Return, word for word, the stretch of the records below from the line containing "find man's cap" through the end of the records, with both ends included.
— START OF Source records —
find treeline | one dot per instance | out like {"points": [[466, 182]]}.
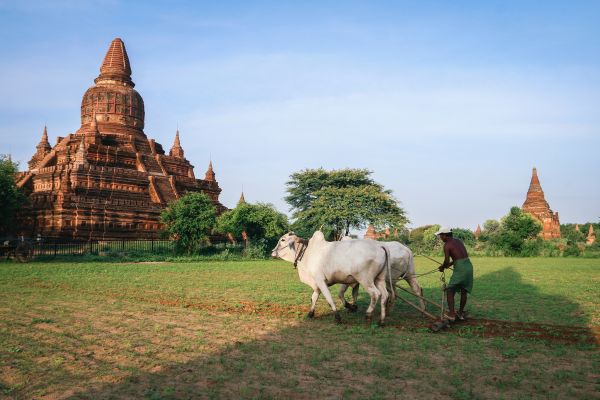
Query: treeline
{"points": [[515, 235]]}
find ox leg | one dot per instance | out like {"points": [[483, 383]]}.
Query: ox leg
{"points": [[414, 285], [380, 283], [325, 290], [375, 295], [391, 299], [354, 297], [313, 303], [342, 295]]}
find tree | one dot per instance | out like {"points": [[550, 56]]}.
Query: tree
{"points": [[490, 228], [259, 221], [11, 197], [340, 200], [189, 220], [466, 235], [516, 228]]}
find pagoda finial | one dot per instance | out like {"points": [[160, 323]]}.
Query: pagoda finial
{"points": [[535, 181], [81, 155], [176, 150], [94, 123], [44, 143], [210, 174], [115, 66]]}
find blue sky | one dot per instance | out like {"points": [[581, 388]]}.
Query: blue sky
{"points": [[449, 103]]}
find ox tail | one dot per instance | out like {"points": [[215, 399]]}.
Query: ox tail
{"points": [[388, 268]]}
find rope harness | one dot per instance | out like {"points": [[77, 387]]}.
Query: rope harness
{"points": [[303, 244]]}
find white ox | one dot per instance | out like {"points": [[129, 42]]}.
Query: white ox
{"points": [[321, 264], [402, 266]]}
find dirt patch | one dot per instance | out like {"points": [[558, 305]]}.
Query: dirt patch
{"points": [[479, 327]]}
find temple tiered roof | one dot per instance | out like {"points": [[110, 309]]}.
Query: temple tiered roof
{"points": [[536, 205], [108, 180]]}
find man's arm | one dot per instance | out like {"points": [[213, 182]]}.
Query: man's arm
{"points": [[447, 263]]}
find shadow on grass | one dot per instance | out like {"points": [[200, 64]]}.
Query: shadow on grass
{"points": [[503, 304], [318, 358]]}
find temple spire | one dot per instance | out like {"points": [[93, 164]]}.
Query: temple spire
{"points": [[176, 150], [477, 232], [591, 237], [242, 199], [94, 123], [44, 143], [210, 174], [81, 154], [534, 185], [115, 66], [42, 149]]}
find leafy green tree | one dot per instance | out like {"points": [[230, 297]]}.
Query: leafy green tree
{"points": [[491, 227], [190, 220], [340, 200], [11, 197], [516, 228], [260, 222], [466, 235]]}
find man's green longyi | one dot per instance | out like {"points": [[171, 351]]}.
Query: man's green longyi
{"points": [[462, 277]]}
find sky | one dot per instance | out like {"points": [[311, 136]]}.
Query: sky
{"points": [[450, 104]]}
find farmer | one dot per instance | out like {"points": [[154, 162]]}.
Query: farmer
{"points": [[462, 277]]}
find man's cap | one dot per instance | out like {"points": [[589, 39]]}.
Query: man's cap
{"points": [[443, 229]]}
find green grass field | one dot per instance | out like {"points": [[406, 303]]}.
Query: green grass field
{"points": [[237, 330]]}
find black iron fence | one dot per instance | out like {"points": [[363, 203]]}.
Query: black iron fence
{"points": [[26, 249], [100, 247]]}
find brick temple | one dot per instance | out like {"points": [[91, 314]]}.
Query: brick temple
{"points": [[108, 180], [536, 205]]}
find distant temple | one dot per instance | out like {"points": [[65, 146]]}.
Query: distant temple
{"points": [[591, 237], [373, 234], [477, 232], [108, 180], [536, 205]]}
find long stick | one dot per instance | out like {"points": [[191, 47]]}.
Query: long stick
{"points": [[420, 297], [429, 258], [418, 309]]}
— END OF Source records —
### Complete output
find man's cap | one dot per instance | out like {"points": [[589, 39]]}.
Query: man's cap
{"points": [[443, 229]]}
find green grass field | one dot per instance | out like {"points": [[406, 303]]}.
Query: green grass field
{"points": [[237, 330]]}
find black iron fence | one dot per instance | out like {"points": [[363, 203]]}.
Query: black iron fence
{"points": [[26, 249], [100, 247]]}
find brick temple | one dot per instance | out like {"points": [[91, 314]]}.
Query: brick temple
{"points": [[108, 180], [536, 205]]}
find distant temple | one dot per instance | out like {"points": [[65, 146]]}.
Query: distant temple
{"points": [[591, 237], [373, 234], [477, 232], [108, 180], [536, 205]]}
find long stick | one dot per instance | out like {"points": [[191, 47]]}.
Query: long stick
{"points": [[420, 297], [429, 258], [418, 309]]}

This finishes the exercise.